------ EXERCISE INPUT ------
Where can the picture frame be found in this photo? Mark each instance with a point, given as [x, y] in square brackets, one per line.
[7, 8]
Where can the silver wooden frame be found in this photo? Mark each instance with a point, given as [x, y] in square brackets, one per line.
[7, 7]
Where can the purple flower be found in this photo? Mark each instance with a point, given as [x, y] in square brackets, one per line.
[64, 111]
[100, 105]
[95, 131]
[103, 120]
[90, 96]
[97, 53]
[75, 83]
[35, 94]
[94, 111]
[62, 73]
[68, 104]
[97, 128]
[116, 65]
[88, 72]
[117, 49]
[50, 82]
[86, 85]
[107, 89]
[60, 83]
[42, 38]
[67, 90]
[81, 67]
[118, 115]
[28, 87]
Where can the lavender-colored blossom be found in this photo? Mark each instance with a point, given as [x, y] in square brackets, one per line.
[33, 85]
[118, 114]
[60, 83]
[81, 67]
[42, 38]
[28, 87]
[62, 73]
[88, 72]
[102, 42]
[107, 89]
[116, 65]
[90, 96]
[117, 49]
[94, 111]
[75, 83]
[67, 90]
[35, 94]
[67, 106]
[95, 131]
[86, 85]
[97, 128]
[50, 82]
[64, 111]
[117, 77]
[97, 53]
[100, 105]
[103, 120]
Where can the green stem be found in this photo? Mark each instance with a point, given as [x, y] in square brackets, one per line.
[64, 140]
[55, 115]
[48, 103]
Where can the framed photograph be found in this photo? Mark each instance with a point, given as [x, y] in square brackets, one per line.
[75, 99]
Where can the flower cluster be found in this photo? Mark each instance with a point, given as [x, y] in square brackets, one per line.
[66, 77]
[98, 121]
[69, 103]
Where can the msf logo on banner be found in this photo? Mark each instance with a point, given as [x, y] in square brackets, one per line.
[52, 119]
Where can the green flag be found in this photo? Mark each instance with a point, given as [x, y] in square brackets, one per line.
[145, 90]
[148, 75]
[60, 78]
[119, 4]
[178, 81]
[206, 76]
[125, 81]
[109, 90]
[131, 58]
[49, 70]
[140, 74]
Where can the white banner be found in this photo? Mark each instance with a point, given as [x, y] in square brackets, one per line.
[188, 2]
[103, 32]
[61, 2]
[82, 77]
------
**GIVEN PROBLEM**. Repeat all of the rows above word for word, keeping their original order and line breaks.

**SOLUTION TO THIS TASK**.
Where can the picture frame be found in this photo? Mark each instance with a point, given as [x, y] in square brackets, one per line.
[7, 8]
Where can the silver wooden frame be found in this photo? Mark each instance with a point, given as [x, y] in square brackets, one per line.
[7, 7]
Where can the purple flower be found in this photo? Mark each instance with a point, given as [x, y] in square brackets, one per line.
[64, 111]
[100, 105]
[95, 131]
[103, 120]
[90, 96]
[97, 53]
[75, 83]
[35, 94]
[94, 111]
[62, 73]
[68, 104]
[97, 128]
[116, 65]
[88, 72]
[117, 49]
[50, 82]
[86, 85]
[107, 89]
[60, 83]
[42, 38]
[67, 90]
[81, 67]
[118, 115]
[28, 87]
Where can the lavender-colored blossom be found in this photo? Mark each instance with a point, given as [x, y] in square brackets, one per line.
[33, 85]
[118, 114]
[60, 83]
[81, 67]
[42, 38]
[28, 87]
[62, 73]
[88, 72]
[102, 42]
[107, 89]
[116, 65]
[90, 96]
[117, 49]
[94, 111]
[75, 83]
[67, 90]
[35, 94]
[67, 106]
[95, 131]
[86, 85]
[97, 128]
[50, 82]
[64, 111]
[117, 77]
[97, 53]
[100, 105]
[103, 120]
Where can the green stem be found in this photo? Mark each instance with a point, given as [x, y] in square brackets, one per line.
[64, 140]
[55, 115]
[48, 103]
Where can the framed photograph be found in this photo? Mark each instance with a point, given as [x, y] in square brackets, one per line.
[75, 99]
Where can the flower cluster be found in this photo? Mark each instance with a point, given as [x, y] in square brackets, one per line.
[66, 77]
[98, 121]
[69, 103]
Where can the msf logo on banner be found in this photo? Mark each instance with a point, given as [x, y] in square brackets, one per line.
[52, 119]
Where can the green flag be found in this photo? Mark each instance with a point, given as [x, y] in square brackets, one per line.
[145, 90]
[148, 75]
[60, 78]
[119, 4]
[178, 81]
[206, 76]
[125, 81]
[109, 90]
[131, 58]
[49, 70]
[140, 74]
Where can the white banner be found in this photo? Mark each instance with a point, given as [x, y] in square brackets, one per line.
[188, 2]
[103, 32]
[61, 2]
[82, 77]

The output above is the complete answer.